## 抜き出した文章
════

また、旧協定が、その時々の米国の原子力政策上の主観的判断が反映されやすい個別審査型だったのに対し、新協定では、前もって定めた条件の枠内で一括して承認する包括同意方式が導入されたことにも触れ、これにより日本は長期的視点での核燃料サイクル計画の立案が可能になった、とした。
一方で、和泉氏はこのような発言もしている。「米国の国内法に基づく対日規制権を、日本の原子力政策に行使する部分は依然として残っており、日本は今なお、米国のくびきの下に置かれている印象がある。1955年の研究協定調印の時に問題になった、原子力政策をめぐる日本の自主性の確保については、新協定でも実現されていないと見ることが可能だ」
その後、現行協定の満期到来による「2018年問題」に話題がおよぶと、和泉氏はその際の留意点として、1. テロ対策としての核セキュリティーの強化、2. 再処理施設をめぐる国際情勢の変化への対応、3. 核燃料サイクルを通じて日本が国内外(海外は再処理委託先の英仏)に保有する40トン超(2013年12月時点)というプルトニウムの利用見通しの説明、の3つを挙げた。2.の国際情勢の変化とは、核兵器非保有国の中で、日本のみが核燃料サイクルによる核物質保有を容認されていることを、不公平と見なす国が増えていることを指す。
「核の平和利用」に込められた狙いとは
次に登壇した太田氏からも、2018年問題に関しての発言があった。「先月、取材でワシントンを訪れた際に、関係筋に『2018年に原子力協定が切れるが、どうする?』とぶつけてみた。米国の腹づもりは『自動延長』であるらしい。つまり、日米のどちらかが『もうやめる』と言わなければ、そのままだ」と話した。

════

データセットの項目
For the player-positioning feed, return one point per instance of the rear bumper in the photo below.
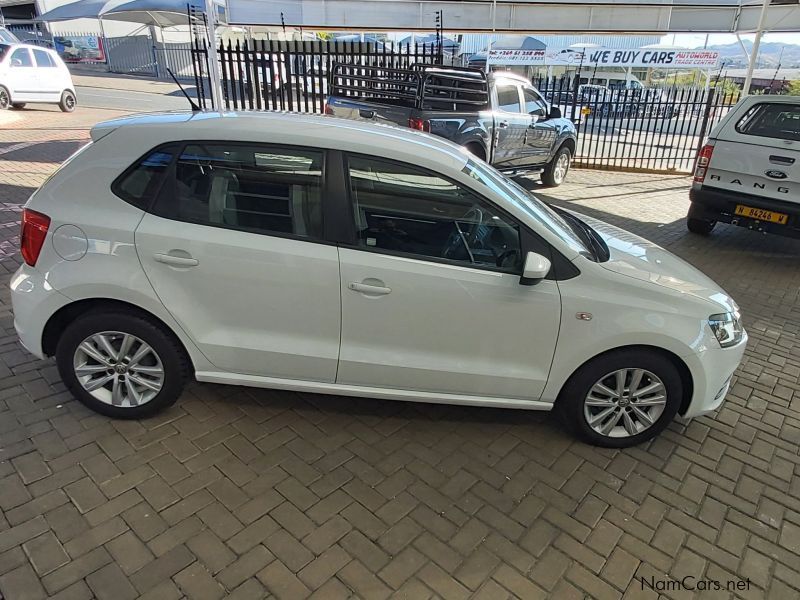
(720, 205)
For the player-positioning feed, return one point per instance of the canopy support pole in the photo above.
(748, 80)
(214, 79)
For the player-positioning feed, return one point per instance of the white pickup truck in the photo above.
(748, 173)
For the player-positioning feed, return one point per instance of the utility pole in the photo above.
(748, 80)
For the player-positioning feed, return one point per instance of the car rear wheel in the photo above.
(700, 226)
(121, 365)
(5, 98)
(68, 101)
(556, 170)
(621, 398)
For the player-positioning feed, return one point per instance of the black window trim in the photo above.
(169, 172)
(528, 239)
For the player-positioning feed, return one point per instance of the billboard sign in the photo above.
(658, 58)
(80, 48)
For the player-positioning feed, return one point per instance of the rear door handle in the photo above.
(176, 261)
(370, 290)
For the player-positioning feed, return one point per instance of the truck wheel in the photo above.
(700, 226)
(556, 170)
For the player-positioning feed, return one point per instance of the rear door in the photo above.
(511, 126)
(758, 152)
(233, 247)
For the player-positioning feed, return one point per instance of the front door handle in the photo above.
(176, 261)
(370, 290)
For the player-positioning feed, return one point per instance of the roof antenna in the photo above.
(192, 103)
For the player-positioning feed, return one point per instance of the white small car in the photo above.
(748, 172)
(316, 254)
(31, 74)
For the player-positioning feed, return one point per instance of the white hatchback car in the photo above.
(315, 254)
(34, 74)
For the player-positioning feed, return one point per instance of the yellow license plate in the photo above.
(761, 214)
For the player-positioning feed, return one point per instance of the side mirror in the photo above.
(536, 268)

════

## 取り組む課題
1. 日米原子力協定についての文章と比べて、次の(a)〜(c)が合っているかを「はい」か「いいえ」で答え、決め手になる文章の言葉をそのまま引用してください。(a) 新協定では包括同意方式が取り入れられた。(b) 和泉氏は、原子力政策をめぐる日本の自主性の確保が新協定で実現したと述べた。(c) 太田氏の話では、米国は協定を自動延長するつもりらしい。
2. 日米原子力協定についての文章のうち、「また、旧協定が、その時々の米」から「ていないと見ることが可能だ」」までを、その両方も含めて一字も変えずに書き出してください。

## 問題の答え
1.
(a) はい。「新協定では、前もって定めた条件の枠内で一括して承認する包括同意方式が導入された」
(b) いいえ。「新協定でも実現されていないと見ることが可能だ」
(c) はい。「米国の腹づもりは『自動延長』であるらしい」

2.
また、旧協定が、その時々の米国の原子力政策上の主観的判断が反映されやすい個別審査型だったのに対し、新協定では、前もって定めた条件の枠内で一括して承認する包括同意方式が導入されたことにも触れ、これにより日本は長期的視点での核燃料サイクル計画の立案が可能になった、とした。
一方で、和泉氏はこのような発言もしている。「米国の国内法に基づく対日規制権を、日本の原子力政策に行使する部分は依然として残っており、日本は今なお、米国のくびきの下に置かれている印象がある。1955年の研究協定調印の時に問題になった、原子力政策をめぐる日本の自主性の確保については、新協定でも実現されていないと見ることが可能だ」